Article properties: Merle Haggard: Hag - Concepts, Live & The Strangers - The Capitol Recordings (6-CD)
Merle Haggard, an icon of American music, died at his home in California on Wednesday, April 6, 2016. It was the singer, songwriter, and musician’s 79th birthday. In 2008 he battled lung cancer, and was hospitalized in December 2015 with double pneumonia. Haggard returned to the stage soon after, but was sidelined again in February due to continuing health concerns. “A week ago Dad told us he was gonna pass on his birthday,” Merle’s son and lead guitarist, Ben, revealed the day his father died, “and he wasn’t wrong.”
Merle Ronald Haggard was born April 6, 1937 in Bakersfield, California. Following his father’s death in 1945, Merle grew restless and rebellious. Several brushes with the law ultimately landed him in San Quentin prison in 1958. Following his release in 1960, Merle returned to Bakersfield, where he worked at manual labor jobs during the day. In the evenings he paid his dues in the same local honky tonks that sculpted the early career of fellow Bakersfield Sound pioneer Buck Owens.
Merle eventually signed with Bakersfield’s tiny Tally label, releasing a handful of singles before signing with Capitol Records in 1965. During his decade-long stint with Capitol, Haggard scored more than two dozen #1 country hits, including “Branded Man,” “Mama Tried,” “Okie From Muskogee,” “If We Make it Through December,” and “The Roots of My Raising.” Subsequent stints with the MCA and Epic labels yielded additional #1 hits, including “I Think I’ll Just Stay Here and Drink,” “My Favorite Memory,” “Big City,” and “Going Where the Lonely Go.” He was inducted into the Country Music Hall of Fame in 1994, and continued to record for various labels, releasing his final studio album, Working in Tennessee, in 2011.
The celebrated “poet of the common man” frequently explored themes of restlessness, determination, stubborn individuality, responsibility, hard work, and a longing for personal freedom. His gift for capturing the spirit and struggles of the working class earned him a reputation as one of the great American songwriters in the tradition of Woody Guthrie and Bob Dylan. Beyond his mastery of lyrics and melody, Haggard was an accomplished multi-instrumentalist and nuanced vocalist who set a new bar in country music for both twangy barn-burners and tender jazz-tinged ballads. “He wasn’t just a country singer,” son Ben added. “He was the best country singer that ever lived.”

-*-

# Task statement:
According to the Merle Haggard article, which label did Haggard sign with in 1965? These items have no connection to the Merle Haggard article.

Data records

-*-

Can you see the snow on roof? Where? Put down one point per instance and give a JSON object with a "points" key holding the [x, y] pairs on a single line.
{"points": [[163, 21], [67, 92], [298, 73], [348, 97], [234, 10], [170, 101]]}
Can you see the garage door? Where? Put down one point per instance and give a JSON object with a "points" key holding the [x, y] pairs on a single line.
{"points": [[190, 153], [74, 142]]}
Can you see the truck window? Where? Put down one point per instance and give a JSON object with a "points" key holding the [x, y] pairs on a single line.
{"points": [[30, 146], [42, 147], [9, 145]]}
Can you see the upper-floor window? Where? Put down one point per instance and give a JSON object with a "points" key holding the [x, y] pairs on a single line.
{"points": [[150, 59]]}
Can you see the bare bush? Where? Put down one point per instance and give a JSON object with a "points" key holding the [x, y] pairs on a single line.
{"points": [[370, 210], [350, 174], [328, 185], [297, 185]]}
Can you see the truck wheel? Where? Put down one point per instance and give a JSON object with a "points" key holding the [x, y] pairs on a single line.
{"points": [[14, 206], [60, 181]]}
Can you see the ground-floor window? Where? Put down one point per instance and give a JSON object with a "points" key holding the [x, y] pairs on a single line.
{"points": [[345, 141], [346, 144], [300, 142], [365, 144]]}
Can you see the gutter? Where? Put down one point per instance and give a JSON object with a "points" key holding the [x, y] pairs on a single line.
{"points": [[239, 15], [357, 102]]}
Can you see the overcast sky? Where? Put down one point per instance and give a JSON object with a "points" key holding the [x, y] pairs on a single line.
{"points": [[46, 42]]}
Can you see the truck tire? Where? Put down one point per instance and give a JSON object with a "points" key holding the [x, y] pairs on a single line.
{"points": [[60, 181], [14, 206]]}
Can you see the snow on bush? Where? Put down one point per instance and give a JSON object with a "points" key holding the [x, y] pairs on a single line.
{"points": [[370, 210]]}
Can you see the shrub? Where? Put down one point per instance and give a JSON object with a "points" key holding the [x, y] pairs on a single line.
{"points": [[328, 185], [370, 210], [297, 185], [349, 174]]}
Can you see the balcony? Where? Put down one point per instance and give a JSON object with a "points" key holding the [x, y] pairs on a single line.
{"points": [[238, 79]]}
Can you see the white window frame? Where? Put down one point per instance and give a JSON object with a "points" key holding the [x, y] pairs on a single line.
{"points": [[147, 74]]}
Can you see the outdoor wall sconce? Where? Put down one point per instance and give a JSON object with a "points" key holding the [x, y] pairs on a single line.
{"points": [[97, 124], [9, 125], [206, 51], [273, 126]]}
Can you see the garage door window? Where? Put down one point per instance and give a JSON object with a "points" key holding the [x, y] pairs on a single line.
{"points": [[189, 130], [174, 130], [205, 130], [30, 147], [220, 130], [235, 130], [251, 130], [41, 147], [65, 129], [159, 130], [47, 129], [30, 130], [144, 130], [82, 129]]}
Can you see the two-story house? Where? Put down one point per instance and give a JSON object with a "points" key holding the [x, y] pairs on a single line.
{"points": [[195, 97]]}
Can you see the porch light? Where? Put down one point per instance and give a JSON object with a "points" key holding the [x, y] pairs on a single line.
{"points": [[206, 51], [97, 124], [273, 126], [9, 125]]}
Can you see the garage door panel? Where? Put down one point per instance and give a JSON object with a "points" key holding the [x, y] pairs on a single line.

-*-

# Exercise output:
Capitol Records